INFORMATION PROVIDED:
_ _ _

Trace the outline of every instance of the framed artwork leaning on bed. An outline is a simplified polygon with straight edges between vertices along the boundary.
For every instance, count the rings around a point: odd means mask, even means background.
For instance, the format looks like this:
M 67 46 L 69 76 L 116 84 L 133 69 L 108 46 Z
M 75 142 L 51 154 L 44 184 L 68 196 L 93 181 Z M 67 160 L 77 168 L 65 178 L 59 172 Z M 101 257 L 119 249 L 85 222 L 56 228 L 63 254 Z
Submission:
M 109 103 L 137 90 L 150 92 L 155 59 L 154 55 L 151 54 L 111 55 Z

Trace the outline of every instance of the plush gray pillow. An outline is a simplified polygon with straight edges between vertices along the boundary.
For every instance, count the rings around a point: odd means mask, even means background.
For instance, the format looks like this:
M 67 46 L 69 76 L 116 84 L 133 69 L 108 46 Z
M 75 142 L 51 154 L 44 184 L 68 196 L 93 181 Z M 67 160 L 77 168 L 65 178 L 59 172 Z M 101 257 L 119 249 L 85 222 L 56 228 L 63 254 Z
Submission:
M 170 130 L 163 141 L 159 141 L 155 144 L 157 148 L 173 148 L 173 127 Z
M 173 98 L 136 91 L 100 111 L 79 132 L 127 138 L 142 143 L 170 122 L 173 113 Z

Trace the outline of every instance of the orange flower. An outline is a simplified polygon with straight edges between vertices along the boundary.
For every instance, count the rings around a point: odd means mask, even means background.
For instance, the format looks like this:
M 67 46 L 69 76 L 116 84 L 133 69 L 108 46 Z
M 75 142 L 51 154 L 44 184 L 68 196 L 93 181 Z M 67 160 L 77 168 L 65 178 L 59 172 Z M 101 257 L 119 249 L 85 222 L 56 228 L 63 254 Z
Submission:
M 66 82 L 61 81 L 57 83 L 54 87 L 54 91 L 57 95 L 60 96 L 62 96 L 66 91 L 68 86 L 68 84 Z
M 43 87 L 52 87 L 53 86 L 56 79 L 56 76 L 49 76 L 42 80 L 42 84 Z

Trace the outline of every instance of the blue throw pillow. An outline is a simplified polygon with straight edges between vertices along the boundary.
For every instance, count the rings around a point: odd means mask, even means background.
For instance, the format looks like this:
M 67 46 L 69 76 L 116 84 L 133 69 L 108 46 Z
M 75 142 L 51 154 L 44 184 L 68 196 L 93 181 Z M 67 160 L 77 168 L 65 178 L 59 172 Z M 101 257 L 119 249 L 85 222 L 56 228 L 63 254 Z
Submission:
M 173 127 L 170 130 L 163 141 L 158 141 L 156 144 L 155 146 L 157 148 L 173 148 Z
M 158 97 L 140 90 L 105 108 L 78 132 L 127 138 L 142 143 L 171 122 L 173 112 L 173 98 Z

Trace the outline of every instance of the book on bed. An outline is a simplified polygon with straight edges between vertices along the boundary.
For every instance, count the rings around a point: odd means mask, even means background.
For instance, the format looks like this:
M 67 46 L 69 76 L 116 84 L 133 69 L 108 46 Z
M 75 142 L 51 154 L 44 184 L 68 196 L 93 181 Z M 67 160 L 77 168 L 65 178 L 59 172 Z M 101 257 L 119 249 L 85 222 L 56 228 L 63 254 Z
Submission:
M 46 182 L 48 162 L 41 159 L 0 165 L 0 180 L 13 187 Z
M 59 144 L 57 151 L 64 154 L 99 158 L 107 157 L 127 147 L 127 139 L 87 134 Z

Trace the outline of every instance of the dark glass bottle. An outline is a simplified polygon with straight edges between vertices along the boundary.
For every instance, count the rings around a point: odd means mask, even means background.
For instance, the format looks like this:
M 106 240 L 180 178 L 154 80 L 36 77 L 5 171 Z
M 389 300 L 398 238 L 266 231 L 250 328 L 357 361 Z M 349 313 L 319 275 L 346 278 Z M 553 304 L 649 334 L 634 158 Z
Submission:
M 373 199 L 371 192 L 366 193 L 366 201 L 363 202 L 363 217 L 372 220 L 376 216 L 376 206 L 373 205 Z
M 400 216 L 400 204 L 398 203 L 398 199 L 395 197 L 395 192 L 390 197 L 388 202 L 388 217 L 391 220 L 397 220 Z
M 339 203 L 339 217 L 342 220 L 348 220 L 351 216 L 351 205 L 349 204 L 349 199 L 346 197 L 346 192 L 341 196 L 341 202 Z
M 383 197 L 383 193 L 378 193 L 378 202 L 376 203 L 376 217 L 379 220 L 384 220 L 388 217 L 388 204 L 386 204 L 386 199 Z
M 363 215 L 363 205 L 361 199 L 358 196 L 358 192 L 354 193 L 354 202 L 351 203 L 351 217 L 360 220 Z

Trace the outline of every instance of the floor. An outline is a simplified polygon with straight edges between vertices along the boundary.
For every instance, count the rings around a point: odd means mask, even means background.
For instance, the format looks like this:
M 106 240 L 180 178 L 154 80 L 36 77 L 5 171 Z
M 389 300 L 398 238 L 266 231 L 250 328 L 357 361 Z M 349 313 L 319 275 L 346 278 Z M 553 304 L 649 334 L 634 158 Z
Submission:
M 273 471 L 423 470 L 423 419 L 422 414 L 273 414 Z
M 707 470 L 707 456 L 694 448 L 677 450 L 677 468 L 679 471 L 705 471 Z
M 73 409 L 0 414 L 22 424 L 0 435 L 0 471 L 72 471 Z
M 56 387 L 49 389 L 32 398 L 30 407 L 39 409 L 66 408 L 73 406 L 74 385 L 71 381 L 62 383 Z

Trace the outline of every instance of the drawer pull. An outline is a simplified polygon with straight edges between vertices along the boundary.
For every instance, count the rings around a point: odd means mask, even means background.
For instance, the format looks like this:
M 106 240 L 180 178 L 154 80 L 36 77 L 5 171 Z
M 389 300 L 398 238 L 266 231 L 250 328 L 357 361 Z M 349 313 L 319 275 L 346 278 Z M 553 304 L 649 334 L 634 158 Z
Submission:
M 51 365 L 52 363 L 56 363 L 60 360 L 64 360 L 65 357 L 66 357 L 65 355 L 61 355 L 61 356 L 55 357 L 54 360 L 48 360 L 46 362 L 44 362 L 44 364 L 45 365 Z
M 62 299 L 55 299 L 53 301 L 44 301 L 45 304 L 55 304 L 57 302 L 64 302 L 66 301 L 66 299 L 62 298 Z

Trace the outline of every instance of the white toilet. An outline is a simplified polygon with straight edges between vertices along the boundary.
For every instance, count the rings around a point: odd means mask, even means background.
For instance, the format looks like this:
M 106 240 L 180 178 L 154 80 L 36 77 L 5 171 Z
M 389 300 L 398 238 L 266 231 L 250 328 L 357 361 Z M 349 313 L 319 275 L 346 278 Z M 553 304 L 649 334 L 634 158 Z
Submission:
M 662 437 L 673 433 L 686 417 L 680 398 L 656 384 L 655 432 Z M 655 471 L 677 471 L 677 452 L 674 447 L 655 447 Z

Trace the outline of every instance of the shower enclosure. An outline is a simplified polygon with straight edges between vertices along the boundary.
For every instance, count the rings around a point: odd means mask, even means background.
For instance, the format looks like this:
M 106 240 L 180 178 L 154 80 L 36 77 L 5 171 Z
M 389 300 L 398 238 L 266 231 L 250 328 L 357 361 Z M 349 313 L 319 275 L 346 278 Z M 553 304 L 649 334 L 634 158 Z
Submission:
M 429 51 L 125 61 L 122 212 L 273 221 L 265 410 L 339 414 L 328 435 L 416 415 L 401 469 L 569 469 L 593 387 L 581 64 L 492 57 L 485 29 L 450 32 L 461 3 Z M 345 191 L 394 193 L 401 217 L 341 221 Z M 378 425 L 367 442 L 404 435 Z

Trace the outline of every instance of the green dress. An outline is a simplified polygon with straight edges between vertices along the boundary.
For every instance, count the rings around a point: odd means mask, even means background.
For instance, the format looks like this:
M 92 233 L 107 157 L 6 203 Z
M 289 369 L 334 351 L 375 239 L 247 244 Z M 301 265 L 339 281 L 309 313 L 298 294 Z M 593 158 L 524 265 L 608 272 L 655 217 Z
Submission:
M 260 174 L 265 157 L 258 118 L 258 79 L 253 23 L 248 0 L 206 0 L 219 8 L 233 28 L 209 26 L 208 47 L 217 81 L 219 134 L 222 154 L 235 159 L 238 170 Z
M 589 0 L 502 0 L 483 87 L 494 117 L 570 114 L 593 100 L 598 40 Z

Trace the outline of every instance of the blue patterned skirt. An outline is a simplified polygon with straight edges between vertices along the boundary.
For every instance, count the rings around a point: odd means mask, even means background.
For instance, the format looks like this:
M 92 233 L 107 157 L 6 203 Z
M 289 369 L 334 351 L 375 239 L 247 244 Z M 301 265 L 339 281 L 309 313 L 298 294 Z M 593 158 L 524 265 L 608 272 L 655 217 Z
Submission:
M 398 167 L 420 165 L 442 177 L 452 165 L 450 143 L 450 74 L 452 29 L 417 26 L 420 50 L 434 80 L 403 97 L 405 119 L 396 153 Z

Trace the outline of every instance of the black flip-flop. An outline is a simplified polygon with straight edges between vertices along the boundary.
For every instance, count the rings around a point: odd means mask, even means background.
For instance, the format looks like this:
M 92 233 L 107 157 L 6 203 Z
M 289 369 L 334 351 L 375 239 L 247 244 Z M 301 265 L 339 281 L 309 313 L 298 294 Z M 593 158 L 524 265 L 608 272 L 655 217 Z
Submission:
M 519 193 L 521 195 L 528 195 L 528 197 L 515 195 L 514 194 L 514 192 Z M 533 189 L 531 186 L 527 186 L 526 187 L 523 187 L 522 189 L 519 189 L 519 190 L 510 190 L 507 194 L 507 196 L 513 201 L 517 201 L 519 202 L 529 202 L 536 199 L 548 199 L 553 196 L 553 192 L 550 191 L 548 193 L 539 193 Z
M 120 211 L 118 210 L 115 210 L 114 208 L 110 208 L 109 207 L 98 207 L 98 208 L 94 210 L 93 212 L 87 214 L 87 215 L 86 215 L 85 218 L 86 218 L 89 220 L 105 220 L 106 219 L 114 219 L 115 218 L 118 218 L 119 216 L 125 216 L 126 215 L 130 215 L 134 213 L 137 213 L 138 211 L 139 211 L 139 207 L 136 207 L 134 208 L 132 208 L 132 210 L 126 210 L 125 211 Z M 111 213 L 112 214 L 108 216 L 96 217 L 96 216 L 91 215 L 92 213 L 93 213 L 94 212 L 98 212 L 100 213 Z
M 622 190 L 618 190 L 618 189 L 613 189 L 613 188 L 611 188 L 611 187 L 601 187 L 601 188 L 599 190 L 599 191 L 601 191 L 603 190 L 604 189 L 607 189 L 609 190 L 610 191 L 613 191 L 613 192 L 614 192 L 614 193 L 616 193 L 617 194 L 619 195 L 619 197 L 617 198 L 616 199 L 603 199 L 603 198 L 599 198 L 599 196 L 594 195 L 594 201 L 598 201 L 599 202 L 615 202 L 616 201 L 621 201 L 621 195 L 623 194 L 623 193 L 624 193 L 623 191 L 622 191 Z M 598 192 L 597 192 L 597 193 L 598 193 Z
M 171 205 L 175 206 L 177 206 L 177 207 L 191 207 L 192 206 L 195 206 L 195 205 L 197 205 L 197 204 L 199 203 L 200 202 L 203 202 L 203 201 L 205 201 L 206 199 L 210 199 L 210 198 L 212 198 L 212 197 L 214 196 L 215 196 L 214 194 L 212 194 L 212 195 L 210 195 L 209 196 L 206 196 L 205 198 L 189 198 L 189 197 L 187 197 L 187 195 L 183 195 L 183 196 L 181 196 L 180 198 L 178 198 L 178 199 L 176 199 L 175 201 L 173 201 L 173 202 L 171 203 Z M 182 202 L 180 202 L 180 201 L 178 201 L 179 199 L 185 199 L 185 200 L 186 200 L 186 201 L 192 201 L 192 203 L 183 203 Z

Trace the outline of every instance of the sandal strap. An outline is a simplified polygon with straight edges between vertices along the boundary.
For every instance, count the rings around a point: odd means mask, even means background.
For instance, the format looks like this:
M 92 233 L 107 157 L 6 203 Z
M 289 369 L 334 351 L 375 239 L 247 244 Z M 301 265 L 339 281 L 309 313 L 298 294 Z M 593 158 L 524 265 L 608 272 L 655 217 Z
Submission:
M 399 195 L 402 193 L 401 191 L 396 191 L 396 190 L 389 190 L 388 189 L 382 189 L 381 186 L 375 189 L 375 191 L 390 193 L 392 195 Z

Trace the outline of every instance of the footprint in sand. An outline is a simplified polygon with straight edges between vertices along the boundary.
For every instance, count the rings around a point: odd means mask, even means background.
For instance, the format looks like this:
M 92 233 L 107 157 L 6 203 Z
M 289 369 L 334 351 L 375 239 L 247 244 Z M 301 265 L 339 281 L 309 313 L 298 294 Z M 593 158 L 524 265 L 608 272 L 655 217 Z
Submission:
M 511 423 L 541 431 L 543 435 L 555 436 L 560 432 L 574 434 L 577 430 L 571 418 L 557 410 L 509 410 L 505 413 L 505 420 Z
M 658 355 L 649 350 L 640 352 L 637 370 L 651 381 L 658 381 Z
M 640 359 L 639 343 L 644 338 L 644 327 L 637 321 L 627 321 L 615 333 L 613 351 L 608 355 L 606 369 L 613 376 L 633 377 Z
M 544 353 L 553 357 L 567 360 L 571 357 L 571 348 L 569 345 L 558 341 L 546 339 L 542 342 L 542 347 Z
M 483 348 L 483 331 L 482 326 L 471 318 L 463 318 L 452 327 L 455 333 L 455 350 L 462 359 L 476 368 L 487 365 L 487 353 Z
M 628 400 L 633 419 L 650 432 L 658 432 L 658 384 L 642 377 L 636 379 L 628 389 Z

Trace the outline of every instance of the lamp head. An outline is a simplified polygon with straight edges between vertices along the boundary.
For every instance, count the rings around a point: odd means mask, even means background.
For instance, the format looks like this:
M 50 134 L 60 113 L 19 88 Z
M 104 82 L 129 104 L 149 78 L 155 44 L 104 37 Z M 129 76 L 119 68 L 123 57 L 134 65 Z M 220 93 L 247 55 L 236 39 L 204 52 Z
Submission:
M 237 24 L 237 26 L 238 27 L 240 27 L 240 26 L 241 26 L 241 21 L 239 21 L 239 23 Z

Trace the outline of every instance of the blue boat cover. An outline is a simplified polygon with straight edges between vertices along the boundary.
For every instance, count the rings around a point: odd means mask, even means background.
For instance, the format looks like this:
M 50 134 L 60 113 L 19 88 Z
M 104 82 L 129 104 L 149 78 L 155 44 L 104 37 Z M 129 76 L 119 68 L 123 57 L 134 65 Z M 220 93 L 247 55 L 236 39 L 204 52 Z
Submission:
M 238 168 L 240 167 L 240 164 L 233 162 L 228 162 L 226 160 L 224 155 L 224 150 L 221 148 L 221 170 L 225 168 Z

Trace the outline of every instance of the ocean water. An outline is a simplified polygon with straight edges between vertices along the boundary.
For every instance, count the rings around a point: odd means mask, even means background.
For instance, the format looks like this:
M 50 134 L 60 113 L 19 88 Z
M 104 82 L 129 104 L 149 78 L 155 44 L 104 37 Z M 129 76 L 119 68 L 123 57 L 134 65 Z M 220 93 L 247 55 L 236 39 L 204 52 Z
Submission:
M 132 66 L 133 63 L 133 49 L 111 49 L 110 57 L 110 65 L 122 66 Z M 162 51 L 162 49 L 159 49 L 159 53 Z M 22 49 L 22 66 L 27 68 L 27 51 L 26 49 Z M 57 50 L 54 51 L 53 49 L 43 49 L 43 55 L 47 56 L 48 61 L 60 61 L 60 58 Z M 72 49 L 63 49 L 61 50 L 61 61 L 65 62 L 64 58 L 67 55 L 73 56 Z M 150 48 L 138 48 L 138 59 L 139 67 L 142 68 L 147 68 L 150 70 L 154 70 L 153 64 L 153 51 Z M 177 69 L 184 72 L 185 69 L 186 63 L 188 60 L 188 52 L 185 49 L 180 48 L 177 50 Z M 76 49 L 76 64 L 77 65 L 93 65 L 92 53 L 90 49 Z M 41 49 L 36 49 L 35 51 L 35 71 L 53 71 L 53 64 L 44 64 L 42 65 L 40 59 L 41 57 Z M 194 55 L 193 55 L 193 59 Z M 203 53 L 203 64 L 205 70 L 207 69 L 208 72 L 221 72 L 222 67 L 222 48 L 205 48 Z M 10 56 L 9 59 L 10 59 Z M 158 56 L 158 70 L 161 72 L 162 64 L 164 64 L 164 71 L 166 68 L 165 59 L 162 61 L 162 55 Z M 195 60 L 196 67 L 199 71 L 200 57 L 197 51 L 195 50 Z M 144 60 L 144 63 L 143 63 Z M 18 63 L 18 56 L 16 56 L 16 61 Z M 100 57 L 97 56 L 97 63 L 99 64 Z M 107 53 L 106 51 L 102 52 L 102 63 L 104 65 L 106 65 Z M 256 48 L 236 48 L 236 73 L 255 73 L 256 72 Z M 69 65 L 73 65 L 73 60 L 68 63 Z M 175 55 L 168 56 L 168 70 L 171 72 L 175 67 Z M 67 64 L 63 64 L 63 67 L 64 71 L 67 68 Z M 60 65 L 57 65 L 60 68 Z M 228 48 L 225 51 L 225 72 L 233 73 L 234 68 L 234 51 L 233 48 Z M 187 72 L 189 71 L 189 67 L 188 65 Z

_ _ _

WRITTEN INSTRUCTION: Identify every line in the rows that contains the word "pillow", and copy each one. Case counts.

CORRECT OUTPUT:
Trace the outline of every instance of the plush gray pillow. An outline is a simplified polygon with straight edges between vertices along the boundary.
Trace the outline of every instance of the blue throw pillow. An outline is a simplified polygon with straight edges between vertices along the boundary.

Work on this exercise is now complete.